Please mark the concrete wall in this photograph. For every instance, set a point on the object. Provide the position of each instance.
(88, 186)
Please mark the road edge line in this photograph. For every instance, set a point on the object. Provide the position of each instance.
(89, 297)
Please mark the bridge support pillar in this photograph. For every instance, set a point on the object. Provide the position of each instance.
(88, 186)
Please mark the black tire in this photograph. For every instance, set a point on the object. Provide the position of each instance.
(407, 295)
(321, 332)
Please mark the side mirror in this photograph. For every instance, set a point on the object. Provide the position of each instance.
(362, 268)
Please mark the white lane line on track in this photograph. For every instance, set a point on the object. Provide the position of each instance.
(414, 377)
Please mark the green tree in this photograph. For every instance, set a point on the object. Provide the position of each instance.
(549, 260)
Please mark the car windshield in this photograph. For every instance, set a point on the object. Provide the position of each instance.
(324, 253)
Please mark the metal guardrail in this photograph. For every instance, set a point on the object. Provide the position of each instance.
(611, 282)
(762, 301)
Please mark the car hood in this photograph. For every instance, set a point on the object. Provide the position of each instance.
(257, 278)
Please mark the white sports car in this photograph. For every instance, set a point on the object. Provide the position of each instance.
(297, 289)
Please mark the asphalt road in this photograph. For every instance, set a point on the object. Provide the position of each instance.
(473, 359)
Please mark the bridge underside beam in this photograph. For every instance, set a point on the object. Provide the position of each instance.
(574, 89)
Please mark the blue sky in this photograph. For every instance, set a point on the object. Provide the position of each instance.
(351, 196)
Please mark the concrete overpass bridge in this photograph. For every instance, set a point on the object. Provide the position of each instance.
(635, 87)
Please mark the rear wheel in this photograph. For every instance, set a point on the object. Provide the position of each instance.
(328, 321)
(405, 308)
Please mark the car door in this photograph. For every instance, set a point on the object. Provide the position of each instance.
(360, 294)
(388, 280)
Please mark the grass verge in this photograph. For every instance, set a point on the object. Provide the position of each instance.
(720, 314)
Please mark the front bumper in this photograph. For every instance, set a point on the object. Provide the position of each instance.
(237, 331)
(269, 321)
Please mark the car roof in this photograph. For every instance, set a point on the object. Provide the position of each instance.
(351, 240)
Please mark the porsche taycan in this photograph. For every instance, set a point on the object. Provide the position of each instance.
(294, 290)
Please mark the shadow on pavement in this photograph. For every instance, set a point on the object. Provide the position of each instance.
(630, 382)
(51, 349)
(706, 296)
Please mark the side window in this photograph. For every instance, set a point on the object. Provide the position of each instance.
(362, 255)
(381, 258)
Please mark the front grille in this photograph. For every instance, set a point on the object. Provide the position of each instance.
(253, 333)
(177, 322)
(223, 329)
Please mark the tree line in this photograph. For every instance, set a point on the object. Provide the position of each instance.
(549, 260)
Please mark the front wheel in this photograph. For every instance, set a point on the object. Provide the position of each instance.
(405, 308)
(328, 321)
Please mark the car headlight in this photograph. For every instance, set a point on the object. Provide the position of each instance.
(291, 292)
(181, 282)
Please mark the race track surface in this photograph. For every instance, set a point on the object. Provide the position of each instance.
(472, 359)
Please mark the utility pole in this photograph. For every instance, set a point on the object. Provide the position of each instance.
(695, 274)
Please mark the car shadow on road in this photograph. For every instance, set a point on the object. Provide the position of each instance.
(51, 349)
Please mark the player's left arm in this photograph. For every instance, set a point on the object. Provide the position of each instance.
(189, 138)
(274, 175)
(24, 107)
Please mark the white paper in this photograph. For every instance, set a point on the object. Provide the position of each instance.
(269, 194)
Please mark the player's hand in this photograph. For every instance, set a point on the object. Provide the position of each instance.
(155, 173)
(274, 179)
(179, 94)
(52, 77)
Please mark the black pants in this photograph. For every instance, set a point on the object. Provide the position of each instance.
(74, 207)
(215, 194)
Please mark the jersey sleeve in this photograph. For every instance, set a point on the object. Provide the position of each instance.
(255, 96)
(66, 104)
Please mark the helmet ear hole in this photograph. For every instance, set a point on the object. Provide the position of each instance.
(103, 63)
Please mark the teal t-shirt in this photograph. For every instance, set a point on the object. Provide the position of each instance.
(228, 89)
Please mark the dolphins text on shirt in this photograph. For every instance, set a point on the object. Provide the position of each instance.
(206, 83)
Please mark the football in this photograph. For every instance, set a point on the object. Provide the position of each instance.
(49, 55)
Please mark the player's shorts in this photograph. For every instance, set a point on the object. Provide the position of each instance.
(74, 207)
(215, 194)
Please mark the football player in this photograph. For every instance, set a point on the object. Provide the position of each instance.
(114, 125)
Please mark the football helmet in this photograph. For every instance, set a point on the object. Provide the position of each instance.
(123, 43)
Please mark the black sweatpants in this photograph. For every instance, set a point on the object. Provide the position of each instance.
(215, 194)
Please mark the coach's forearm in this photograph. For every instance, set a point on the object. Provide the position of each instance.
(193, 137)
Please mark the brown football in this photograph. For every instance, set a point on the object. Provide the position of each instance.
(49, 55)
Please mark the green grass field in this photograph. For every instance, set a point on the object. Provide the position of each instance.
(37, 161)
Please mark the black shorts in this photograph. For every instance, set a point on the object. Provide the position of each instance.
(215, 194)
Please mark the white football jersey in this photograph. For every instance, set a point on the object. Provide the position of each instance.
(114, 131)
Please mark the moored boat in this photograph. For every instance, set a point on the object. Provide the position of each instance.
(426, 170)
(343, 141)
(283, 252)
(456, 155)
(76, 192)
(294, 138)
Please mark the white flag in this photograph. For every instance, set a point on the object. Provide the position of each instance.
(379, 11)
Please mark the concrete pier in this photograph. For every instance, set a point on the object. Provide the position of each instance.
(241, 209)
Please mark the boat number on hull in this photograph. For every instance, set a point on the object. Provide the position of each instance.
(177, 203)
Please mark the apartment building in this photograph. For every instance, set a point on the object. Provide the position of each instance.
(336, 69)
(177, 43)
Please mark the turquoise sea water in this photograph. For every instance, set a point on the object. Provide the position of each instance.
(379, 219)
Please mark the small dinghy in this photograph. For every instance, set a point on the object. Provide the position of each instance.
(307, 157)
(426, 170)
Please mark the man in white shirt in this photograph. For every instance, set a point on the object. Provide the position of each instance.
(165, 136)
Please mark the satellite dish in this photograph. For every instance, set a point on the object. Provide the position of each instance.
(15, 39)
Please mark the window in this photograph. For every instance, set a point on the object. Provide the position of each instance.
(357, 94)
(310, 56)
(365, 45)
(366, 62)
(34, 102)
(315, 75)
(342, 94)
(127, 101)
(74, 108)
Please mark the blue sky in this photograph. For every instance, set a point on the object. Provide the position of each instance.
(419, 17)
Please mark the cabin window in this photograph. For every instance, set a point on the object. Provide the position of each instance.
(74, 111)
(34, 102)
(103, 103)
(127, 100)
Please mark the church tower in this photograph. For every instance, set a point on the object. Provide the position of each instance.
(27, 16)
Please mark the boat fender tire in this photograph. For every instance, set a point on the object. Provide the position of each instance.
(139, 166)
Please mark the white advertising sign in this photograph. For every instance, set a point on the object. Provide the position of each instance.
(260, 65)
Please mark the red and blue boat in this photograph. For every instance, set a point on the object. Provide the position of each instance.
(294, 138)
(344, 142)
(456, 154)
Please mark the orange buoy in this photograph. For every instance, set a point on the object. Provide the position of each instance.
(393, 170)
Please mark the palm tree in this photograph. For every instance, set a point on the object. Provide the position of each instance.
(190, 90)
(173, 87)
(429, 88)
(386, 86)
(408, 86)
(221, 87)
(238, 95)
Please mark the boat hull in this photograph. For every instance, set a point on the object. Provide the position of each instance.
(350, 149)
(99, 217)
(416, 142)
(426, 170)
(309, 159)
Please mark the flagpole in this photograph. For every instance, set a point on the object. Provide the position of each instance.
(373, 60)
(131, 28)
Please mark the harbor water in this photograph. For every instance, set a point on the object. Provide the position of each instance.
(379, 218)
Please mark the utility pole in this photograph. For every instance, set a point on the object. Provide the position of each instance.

ABOUT THIS EXERCISE:
I would like you to restate word for word the lines from the one with "Please mark the cabin" through the last line of the material above, and only those.

RESULT:
Please mark the cabin window in this photograph. For every instance, set a point on the object. Provide the position of each instance.
(74, 111)
(34, 102)
(103, 103)
(127, 100)
Please mark the church tower in this photograph. For every instance, set a point on the object. Provide the position of each instance.
(27, 16)
Please mark the boat fender tire in this photograph. For every instance, set a point on the object. Provide the position of each instance.
(139, 166)
Please mark the white advertising sign in this photograph. For every instance, set a point on the object. Provide the position of each instance.
(260, 65)
Please mark the red and blue boat in this photograph. For every instance, set a point on the object. Provide the position of each instance.
(294, 138)
(344, 142)
(456, 154)
Please mark the orange buoy in this photograph. For every instance, set a point on the object. Provide the position of each instance.
(393, 170)
Please mark the palm tree in this photograph. For every instance, set a point on the object. Provide the position of each instance.
(190, 90)
(173, 87)
(429, 88)
(386, 86)
(408, 86)
(221, 87)
(238, 95)
Please mark the boat hull in this photograph. For every instance, set a point on the object. Provide the position of each instance.
(350, 149)
(99, 217)
(416, 142)
(426, 170)
(309, 159)
Please mark the flagpole in this photograph. For every instance, set a point on the object. Provide the position of each instance.
(373, 60)
(131, 28)
Please mark the harbor water in this photograph. For every instance, set a point on the object. Provide the position of each instance.
(379, 218)
Please mark the utility pole in this photograph. For every instance, set a point on the object. Provide the position of each instance.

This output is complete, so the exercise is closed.